* **DOCUMENT SECTION**:
○ ○ ○ ○

This lesson is in the early stages of development (Alpha version)

GPUs with HemeLB

Overview

Teaching: 15 min
Exercises: 15 min
Questions
  • Why do we need GPUs?

  • What is CUDA programming?

  • How is GPU code profiled?

  • How do I use the HemeLB library on a GPU?

  • What is the performance like?

  • What is a 1-to-1, 2-to-1 relationship in GPU programming

Objectives
  • Understand and implement basic concepts of GPUs and CUDA

  • Implement HemeLB using a GPU

Why do we need GPUs?

A Graphics Processing Unit (GPU) is a type of specialised processor originally designed to accelerate graphics rendering, this includes video games. GPUs can have thousands of cores, which can perform tasks simultaneously, which at the time was very helpful for creating pixels on a screen for gaming purposes.

Imagine you were playing a game using a CPU, which only has a handful of cores, compared to a GPU, which has thousands, you can get an idea why a GPU is more fit for purpose in that way. However, it was gradually realised that a GPU can also be used to accelerate other types of calculations as well, involving massive amounts of data, due to the way that it is designed to operate.

○ ○ ○ ○

* **SHORT EXERCISE 1**:
Pull out each line of the listing below that contains the string "surface".

* **RECORDS FOR THE TASK**:
○ ○ ○ ○

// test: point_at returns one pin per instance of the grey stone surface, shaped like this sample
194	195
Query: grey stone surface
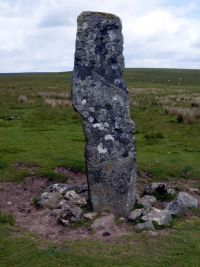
134	214
50	200
90	215
70	214
100	95
161	217
106	223
159	188
147	201
144	226
74	199
182	202
61	188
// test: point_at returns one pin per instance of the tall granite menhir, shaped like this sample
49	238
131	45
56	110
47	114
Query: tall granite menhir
101	97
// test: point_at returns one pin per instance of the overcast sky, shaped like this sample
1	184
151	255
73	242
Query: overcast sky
39	35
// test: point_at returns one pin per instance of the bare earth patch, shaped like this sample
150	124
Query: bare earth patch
16	198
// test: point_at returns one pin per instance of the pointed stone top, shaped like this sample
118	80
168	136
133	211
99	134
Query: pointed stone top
86	14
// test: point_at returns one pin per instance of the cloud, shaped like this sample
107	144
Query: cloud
39	35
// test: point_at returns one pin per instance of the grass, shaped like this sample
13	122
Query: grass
6	218
40	131
38	124
139	249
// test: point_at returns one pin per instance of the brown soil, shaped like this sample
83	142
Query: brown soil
16	198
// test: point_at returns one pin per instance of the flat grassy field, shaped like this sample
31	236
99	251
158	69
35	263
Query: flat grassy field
40	131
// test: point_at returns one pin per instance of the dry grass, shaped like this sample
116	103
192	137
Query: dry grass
23	99
56	103
55	95
186	115
54	99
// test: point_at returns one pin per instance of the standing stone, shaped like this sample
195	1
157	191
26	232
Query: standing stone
100	95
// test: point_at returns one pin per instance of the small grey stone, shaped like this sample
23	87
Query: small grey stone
70	214
144	226
61	188
147	201
100	95
171	191
182	202
73	198
90	215
159	188
194	190
55	213
161	217
106	223
134	214
50	200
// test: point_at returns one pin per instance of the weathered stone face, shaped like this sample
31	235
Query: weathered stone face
100	95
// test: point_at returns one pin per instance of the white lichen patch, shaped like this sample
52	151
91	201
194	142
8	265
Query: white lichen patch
84	25
100	126
114	98
111	35
90	119
117	81
101	149
106	125
83	102
85	114
109	137
91	109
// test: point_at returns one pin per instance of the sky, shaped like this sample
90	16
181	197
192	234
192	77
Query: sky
39	35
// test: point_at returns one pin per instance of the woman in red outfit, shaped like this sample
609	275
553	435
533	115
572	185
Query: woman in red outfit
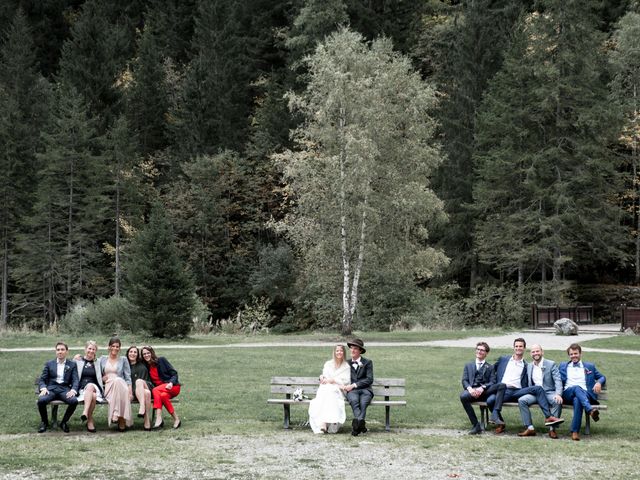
167	386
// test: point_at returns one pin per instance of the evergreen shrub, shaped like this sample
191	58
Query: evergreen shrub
102	316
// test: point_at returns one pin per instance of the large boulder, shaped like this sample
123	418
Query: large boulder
565	326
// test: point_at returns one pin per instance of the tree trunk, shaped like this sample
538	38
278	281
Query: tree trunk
636	187
5	283
116	289
346	266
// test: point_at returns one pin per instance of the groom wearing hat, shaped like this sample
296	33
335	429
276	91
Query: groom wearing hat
359	393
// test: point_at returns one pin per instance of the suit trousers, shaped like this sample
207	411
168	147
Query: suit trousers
581	401
57	392
466	399
527	400
359	399
494	402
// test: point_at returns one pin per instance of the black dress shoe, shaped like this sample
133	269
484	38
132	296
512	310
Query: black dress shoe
362	428
476	430
355	431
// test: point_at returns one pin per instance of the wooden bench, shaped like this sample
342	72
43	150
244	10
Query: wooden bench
485	413
53	422
383	388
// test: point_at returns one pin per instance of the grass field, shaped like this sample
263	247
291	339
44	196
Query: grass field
230	432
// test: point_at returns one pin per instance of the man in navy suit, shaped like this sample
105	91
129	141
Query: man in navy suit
511	375
582	384
59	381
359	393
478	382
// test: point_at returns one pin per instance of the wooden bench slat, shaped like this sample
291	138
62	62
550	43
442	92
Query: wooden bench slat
313	389
383	388
392	382
291	401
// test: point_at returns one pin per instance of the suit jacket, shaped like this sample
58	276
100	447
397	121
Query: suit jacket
166	371
50	372
551	381
96	363
591	376
501	366
469	374
123	369
362	376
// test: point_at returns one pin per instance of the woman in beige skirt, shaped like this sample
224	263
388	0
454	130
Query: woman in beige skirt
116	376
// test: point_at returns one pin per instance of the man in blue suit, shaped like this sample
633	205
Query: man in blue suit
359	392
582	384
478	382
545	373
59	381
511	375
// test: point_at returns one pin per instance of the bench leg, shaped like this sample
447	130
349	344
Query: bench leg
54	416
387	422
287	415
587	423
484	417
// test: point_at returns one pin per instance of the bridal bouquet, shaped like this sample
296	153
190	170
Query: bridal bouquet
298	395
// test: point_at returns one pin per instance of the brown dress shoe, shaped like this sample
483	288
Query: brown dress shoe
552	421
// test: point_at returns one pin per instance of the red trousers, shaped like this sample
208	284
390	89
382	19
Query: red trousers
162	396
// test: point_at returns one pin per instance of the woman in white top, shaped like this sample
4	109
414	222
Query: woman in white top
326	411
116	377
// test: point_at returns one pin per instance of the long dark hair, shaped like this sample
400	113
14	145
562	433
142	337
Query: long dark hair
154	357
138	358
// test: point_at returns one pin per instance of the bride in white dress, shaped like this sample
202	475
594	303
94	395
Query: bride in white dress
326	410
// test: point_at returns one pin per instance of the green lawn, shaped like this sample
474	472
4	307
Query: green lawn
39	340
620	342
225	391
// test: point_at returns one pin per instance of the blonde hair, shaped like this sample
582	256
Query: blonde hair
344	354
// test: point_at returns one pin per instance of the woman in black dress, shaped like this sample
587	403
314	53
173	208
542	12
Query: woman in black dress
141	384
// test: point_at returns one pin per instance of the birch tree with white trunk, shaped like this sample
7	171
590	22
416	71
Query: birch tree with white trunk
358	180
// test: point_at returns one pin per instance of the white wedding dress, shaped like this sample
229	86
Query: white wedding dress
328	405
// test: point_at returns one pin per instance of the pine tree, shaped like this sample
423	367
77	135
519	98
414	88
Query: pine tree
156	280
546	178
472	53
626	93
126	191
23	112
60	257
213	111
148	96
94	59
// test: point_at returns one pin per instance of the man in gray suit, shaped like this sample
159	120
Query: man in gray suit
545	373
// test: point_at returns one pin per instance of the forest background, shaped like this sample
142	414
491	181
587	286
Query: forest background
177	166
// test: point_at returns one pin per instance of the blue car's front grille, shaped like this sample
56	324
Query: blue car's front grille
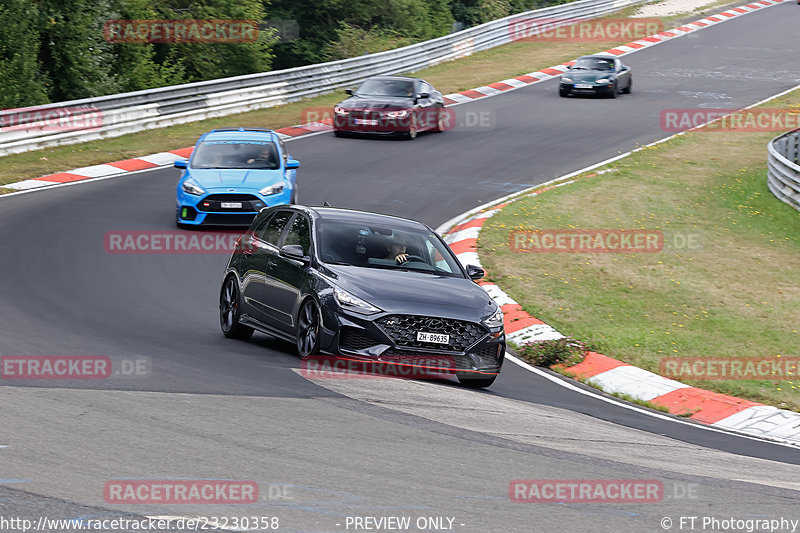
213	202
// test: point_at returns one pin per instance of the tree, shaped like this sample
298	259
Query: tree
23	83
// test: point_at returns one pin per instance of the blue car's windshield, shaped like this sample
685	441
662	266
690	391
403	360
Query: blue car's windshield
236	154
371	246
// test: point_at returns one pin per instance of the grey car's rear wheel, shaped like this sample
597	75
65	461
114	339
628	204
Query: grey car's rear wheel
627	90
230	310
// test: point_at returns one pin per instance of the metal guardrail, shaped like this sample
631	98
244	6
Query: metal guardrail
89	119
783	167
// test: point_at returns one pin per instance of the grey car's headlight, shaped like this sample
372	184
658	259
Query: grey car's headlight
495	321
192	187
272	189
353	303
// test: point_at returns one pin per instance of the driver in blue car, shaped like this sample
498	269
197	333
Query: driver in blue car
397	250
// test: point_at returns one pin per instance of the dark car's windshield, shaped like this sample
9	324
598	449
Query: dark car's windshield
386	88
593	63
373	246
236	154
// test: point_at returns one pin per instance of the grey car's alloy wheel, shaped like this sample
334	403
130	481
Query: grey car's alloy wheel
309	324
627	90
230	310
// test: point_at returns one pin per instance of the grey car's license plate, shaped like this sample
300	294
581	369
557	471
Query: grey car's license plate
438	338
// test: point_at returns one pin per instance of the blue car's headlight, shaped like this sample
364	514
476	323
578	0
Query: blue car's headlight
272	189
496	320
353	303
192	187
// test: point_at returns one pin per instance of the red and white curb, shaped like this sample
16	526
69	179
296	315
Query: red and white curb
163	159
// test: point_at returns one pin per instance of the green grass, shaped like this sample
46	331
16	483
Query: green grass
476	70
737	294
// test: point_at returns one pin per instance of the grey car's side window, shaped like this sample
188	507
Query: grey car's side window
299	233
273	230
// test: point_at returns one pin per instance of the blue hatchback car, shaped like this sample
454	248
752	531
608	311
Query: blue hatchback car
232	174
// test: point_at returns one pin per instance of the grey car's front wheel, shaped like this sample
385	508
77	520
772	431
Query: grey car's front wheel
230	310
475	381
309	325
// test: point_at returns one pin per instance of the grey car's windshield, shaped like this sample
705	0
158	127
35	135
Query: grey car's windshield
398	88
371	246
236	154
593	63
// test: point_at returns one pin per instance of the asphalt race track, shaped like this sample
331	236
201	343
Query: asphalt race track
212	408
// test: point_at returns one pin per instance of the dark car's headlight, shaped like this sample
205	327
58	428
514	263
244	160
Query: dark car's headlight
397	114
353	303
192	187
271	189
495	321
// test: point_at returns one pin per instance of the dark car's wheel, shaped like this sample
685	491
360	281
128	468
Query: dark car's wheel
230	310
440	125
470	380
309	324
627	90
411	134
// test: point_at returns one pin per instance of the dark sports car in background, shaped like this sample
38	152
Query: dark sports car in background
598	74
390	105
332	281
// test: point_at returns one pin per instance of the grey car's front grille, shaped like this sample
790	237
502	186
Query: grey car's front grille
403	329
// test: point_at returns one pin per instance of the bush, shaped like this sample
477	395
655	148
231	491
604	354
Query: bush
566	351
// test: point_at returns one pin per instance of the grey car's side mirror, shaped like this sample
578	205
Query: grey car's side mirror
294	251
475	273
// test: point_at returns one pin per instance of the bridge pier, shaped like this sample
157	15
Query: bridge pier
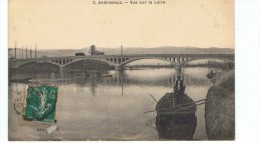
177	70
119	68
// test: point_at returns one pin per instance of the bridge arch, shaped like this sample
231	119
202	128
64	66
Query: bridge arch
83	59
37	61
201	58
136	59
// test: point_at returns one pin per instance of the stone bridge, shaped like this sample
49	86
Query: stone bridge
120	60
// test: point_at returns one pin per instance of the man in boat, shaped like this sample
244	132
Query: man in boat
179	89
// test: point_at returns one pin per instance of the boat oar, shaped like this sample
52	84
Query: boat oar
182	109
153	98
175	107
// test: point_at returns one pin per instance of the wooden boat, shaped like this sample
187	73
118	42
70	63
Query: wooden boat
176	117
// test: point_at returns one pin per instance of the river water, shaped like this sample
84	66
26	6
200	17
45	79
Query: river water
110	107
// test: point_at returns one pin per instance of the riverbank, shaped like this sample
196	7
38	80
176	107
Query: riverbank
220	107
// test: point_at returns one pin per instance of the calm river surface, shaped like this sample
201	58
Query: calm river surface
110	108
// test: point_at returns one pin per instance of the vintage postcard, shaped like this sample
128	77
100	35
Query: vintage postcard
125	70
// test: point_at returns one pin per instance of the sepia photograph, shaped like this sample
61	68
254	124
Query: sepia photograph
121	70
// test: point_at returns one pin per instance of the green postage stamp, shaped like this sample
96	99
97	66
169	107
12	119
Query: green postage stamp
41	103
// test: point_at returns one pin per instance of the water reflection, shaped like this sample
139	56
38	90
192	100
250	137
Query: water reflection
176	119
112	103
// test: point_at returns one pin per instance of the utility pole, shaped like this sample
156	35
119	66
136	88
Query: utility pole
26	51
22	51
31	52
121	49
35	51
15	50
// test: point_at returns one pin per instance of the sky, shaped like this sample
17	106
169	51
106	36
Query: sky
75	24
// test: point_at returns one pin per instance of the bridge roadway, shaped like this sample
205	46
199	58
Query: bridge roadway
120	60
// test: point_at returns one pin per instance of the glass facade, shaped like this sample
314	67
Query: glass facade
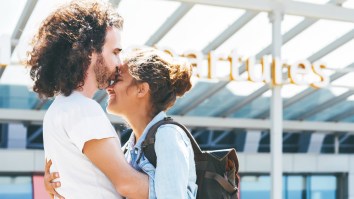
302	186
15	187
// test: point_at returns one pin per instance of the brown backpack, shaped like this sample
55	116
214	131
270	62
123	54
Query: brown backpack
217	171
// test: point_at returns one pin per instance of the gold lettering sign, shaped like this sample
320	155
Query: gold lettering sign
268	69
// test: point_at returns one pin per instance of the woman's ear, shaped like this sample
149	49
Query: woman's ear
143	89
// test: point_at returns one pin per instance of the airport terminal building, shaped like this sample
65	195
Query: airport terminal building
272	78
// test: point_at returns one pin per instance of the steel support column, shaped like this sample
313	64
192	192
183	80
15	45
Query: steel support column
276	144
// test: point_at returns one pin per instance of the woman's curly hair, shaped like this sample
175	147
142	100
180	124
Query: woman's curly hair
63	45
167	78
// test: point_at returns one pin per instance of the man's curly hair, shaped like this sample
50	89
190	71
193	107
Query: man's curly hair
63	45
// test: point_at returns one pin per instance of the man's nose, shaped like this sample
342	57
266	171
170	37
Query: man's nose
119	61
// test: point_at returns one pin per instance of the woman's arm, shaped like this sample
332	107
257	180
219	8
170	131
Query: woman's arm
49	183
107	155
172	153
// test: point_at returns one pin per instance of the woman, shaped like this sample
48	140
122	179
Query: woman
148	85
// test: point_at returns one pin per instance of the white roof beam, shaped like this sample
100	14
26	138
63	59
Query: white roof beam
305	93
20	26
341	116
169	23
231	30
308	10
286	37
201	98
318	55
238	105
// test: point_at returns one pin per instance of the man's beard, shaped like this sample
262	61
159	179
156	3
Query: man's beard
102	72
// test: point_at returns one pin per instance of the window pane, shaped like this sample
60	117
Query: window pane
295	187
15	187
255	187
323	187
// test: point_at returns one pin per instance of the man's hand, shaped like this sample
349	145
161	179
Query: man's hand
49	184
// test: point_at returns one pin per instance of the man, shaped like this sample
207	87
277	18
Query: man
75	52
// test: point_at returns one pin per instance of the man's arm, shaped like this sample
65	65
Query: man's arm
109	158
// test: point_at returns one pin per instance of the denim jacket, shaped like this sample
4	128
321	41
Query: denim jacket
175	175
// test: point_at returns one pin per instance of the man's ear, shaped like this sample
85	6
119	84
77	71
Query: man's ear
143	89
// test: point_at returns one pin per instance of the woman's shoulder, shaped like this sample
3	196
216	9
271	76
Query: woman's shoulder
171	133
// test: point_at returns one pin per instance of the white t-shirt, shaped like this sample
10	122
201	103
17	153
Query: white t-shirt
68	124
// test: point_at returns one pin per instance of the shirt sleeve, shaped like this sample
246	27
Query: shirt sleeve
88	123
172	170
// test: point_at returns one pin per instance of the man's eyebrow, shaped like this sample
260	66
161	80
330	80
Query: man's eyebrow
118	49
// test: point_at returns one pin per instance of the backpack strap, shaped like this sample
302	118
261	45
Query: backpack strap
125	146
148	145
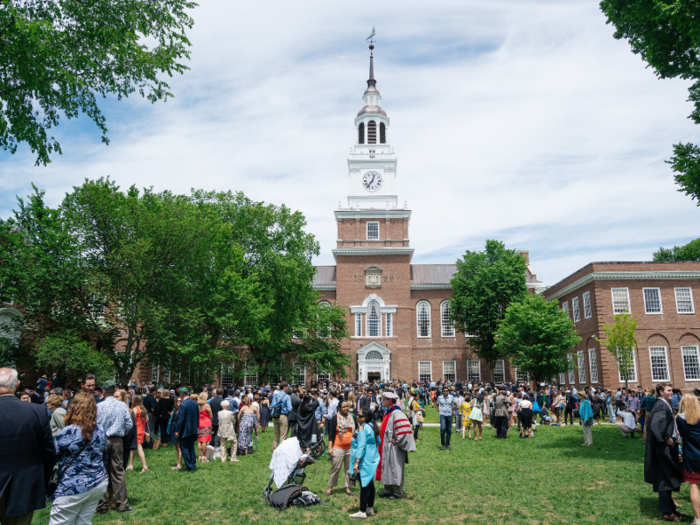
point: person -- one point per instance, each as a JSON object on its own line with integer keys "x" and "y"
{"x": 445, "y": 406}
{"x": 247, "y": 424}
{"x": 205, "y": 427}
{"x": 661, "y": 467}
{"x": 282, "y": 402}
{"x": 27, "y": 454}
{"x": 141, "y": 418}
{"x": 397, "y": 441}
{"x": 227, "y": 432}
{"x": 58, "y": 413}
{"x": 113, "y": 416}
{"x": 342, "y": 429}
{"x": 365, "y": 460}
{"x": 81, "y": 447}
{"x": 186, "y": 429}
{"x": 688, "y": 422}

○ ○ ○ ○

* **SHORT EXERCISE 2**:
List the questions that appear under the "Questions" heading of the HemeLB GPU lesson.

* **FULL ANSWER 1**:
// test: point_at returns one pin per instance of the grey stone surface, shaped like this sample
Query: grey stone surface
// test: point_at returns one pin per instance of the calm river surface, shaped like this sample
Query: calm river surface

* **FULL ANSWER 2**:
- Why do we need GPUs?
- What is CUDA programming?
- How is GPU code profiled?
- How do I use the HemeLB library on a GPU?
- What is the performance like?
- What is a 1-to-1, 2-to-1 relationship in GPU programming